À faire
[1] Répondez à ces questions sur l'article consacré à la visite d'Abdel Fattah al-Sissi à Paris :
(a) Sur quels sujets a porté la seule divergence de la visite ?
(b) Dans quel lieu s'est déroulé le long entretien entre les deux présidents ?
(c) D'après Emmanuel Macron, le partenariat stratégique avec l'Égypte est essentiel pour la stabilité de quelles régions ?
[2] Quels noms de lieux (villes, bâtiments, pays, régions) l'article consacré à la visite d'Abdel Fattah al-Sissi à Paris mentionne-t-il ? Citez chacun une seule fois.

Extrait du document
———

PARIS: L’accueil a été bien chaleureux et l’ambiance des plus courtoises lors de la rencontre entre le président français, Emmanuel Macron, et son homologue égyptien, Abdel Fattah al-Sissi, en visite d’État à Paris.
Seule divergence au niveau de la visite, les droits de l’homme et les libertés publiques au sujet desquels les deux présidents sont restés fermes, chacun restant sur sa position.
À l’issue d’un long entretien, au palais de l’Élysée, les deux présidents ont affirmé, lors d’une conférence de presse conjointe, partager une identité de vue concernant les nombreux sujets régionaux abordés.
«Notre partenariat stratégique avec l’Égypte est aujourd’hui plus que jamais essentiel, aussi bien pour les deux pays que pour la stabilité du Moyen-Orient et de la Méditerranée», a affirmé Emmanuel Macron.

———

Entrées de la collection
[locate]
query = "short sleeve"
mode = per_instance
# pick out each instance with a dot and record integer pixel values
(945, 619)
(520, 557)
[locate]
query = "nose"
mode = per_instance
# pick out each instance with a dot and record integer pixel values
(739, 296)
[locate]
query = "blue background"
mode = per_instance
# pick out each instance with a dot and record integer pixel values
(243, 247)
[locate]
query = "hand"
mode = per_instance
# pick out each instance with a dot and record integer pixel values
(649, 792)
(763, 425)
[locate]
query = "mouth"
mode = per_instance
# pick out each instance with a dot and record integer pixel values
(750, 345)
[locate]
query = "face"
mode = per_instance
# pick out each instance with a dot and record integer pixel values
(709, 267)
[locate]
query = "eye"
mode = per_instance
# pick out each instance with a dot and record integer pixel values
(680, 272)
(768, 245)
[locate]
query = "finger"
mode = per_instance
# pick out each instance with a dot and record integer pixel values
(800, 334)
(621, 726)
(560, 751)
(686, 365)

———

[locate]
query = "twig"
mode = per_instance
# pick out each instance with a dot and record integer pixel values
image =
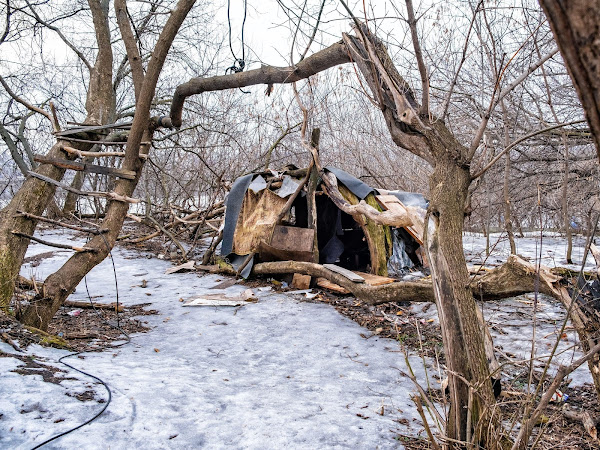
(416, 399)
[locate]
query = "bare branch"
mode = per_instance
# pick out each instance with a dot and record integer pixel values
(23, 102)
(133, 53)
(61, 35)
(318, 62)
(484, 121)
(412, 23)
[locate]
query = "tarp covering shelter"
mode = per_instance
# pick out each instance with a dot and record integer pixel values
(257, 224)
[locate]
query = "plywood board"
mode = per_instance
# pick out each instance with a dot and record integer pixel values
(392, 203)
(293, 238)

———

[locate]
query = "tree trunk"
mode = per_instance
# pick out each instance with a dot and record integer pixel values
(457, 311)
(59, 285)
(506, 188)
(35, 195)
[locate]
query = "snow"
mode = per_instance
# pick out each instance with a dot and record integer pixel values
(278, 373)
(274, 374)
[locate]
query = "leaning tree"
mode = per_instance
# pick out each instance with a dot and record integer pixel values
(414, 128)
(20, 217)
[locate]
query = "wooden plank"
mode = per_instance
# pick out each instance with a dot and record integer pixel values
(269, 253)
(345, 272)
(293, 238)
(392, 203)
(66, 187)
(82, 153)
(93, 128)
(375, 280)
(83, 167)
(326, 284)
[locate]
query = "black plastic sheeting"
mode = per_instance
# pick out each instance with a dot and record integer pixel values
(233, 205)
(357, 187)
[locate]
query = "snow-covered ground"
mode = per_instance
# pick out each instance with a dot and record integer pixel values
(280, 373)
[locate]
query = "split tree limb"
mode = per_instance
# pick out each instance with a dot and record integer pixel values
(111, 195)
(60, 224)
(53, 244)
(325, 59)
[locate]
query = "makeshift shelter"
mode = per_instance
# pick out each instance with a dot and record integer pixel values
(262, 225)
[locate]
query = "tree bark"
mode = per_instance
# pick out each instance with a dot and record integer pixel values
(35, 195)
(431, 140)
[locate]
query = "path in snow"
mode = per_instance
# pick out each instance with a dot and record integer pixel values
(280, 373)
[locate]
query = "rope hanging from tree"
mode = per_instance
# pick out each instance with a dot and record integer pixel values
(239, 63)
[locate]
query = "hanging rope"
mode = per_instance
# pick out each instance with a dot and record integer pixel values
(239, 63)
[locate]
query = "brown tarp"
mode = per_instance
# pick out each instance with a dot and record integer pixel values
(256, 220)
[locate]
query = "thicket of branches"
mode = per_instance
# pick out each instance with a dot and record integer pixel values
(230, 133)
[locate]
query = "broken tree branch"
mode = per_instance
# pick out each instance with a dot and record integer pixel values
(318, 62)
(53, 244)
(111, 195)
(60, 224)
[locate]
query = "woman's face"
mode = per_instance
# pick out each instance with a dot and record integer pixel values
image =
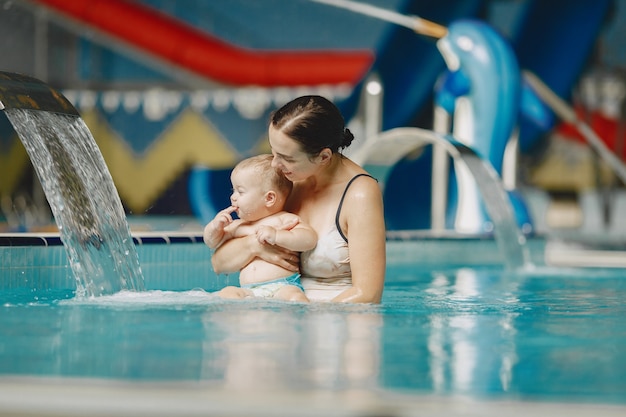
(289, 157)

———

Les solutions
[1]
(a) Les droits de l'homme et les libertés publiques.
(b) Au palais de l'Élysée.
(c) Le Moyen-Orient et la Méditerranée.

[2] Paris, le palais de l'Élysée, l'Égypte, le Moyen-Orient, la Méditerranée.